The main reason is that the company's explosive sales growth from its Hepatitis-C drugs Sovaldi and Harvoni peaked amid political pressure to lower prices. Little else has come from the company's R&D pipeline to make up for lost sales.

And estimates keep falling, keeping the stock yet again in the cellar of the Zacks Rank. Personally and professionally, I believe that Gilead is an excellent company and will remain a major force in BioPharma. A buying opportunity could come sometime this year.

But the steady decline in both revenues and profits these past 18 months have predicted the fall in the stock to under $70, one of the worst big cap performers in the S&P 500 and Nasdaq 100.

And until those estimates turn back upwards, it is still time to be cautious and deploy capital elsewhere. Just think about all the investors who bought the slowly falling knife all the way down from $100, then $90, then $80 believing it would soon turn around.

The Revenue Picture

Let's talk about the top line first, and then I'll update the current EPS outlook. I'll also describe some rays of hope that some Gilead investors are waiting on.

[Input data]

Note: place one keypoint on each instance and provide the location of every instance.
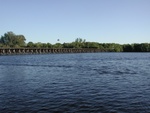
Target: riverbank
(15, 51)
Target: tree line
(11, 40)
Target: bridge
(15, 51)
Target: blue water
(70, 83)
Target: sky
(103, 21)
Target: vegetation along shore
(11, 40)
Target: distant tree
(12, 40)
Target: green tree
(12, 40)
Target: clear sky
(103, 21)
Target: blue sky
(103, 21)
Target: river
(75, 83)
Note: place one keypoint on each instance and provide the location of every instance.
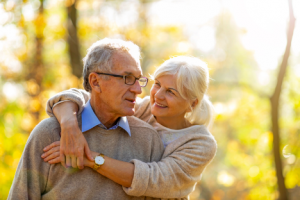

[Exercise description] Please retype the excerpt on Gilead's sales and stock in full, with every word and punctuation mark unchanged.

[Solution for this exercise]
The main reason is that the company's explosive sales growth from its Hepatitis-C drugs Sovaldi and Harvoni peaked amid political pressure to lower prices. Little else has come from the company's R&D pipeline to make up for lost sales.

And estimates keep falling, keeping the stock yet again in the cellar of the Zacks Rank. Personally and professionally, I believe that Gilead is an excellent company and will remain a major force in BioPharma. A buying opportunity could come sometime this year.

But the steady decline in both revenues and profits these past 18 months have predicted the fall in the stock to under $70, one of the worst big cap performers in the S&P 500 and Nasdaq 100.

And until those estimates turn back upwards, it is still time to be cautious and deploy capital elsewhere. Just think about all the investors who bought the slowly falling knife all the way down from $100, then $90, then $80 believing it would soon turn around.

The Revenue Picture

Let's talk about the top line first, and then I'll update the current EPS outlook. I'll also describe some rays of hope that some Gilead investors are waiting on.